* start THE RECORDS *
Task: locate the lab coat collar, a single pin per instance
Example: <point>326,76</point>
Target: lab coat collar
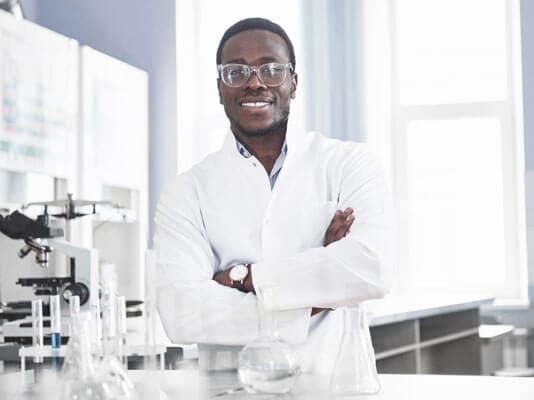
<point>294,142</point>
* end THE RECORDS *
* start THE RECORDS *
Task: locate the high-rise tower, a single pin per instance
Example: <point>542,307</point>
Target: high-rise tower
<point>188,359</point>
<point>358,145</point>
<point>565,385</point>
* end THE RECORDS *
* start THE RECORDS *
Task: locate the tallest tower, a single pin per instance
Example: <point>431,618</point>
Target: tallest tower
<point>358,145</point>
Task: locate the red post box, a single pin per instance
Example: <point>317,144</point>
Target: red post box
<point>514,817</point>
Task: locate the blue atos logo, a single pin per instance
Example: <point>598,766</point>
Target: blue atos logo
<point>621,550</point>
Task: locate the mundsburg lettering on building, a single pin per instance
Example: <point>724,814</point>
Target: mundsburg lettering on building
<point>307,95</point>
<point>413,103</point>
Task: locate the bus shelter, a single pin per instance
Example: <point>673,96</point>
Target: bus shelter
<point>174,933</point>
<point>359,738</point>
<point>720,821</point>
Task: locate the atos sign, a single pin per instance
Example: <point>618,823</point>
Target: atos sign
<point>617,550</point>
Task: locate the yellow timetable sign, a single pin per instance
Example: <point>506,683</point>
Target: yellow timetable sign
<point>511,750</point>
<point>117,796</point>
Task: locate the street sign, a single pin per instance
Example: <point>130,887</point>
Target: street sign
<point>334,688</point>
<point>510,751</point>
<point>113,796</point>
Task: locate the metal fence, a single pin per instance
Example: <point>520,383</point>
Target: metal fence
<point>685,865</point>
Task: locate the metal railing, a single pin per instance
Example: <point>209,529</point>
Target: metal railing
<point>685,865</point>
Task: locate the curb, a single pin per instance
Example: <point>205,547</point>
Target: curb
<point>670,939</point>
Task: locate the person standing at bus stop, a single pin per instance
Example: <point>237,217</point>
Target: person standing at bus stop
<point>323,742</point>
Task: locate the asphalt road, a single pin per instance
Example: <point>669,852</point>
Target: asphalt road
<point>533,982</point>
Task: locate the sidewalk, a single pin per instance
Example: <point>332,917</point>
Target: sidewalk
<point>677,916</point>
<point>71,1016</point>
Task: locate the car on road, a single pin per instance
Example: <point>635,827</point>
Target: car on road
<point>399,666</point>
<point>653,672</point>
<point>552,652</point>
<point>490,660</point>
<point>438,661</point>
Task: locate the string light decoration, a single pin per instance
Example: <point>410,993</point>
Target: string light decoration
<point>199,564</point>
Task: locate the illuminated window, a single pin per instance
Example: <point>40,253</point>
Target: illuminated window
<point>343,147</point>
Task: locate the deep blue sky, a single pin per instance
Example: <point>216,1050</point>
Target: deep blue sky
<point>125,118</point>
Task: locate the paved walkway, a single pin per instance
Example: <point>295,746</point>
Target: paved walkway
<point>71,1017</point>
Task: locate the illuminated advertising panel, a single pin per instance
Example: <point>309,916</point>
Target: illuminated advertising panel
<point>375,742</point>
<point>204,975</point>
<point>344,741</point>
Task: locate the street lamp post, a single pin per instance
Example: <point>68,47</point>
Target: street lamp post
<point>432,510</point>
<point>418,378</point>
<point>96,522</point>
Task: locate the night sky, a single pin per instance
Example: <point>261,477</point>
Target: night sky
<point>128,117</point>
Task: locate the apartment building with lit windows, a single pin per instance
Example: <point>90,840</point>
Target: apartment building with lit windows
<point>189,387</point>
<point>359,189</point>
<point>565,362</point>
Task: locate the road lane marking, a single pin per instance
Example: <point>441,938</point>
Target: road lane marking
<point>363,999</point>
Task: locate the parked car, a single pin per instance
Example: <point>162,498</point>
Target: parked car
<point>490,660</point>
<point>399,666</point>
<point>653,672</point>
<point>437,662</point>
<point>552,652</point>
* end THE RECORDS *
**WRITTEN EXERCISE:** Print the material word for word from the line with "Task: locate the lab" to the line with "<point>294,142</point>", including both of those lines, and leave the pictures out.

**CORRECT OUTPUT:**
Task: locate the lab coat collar, a single pin per instance
Example: <point>326,76</point>
Target: lab coat collar
<point>294,142</point>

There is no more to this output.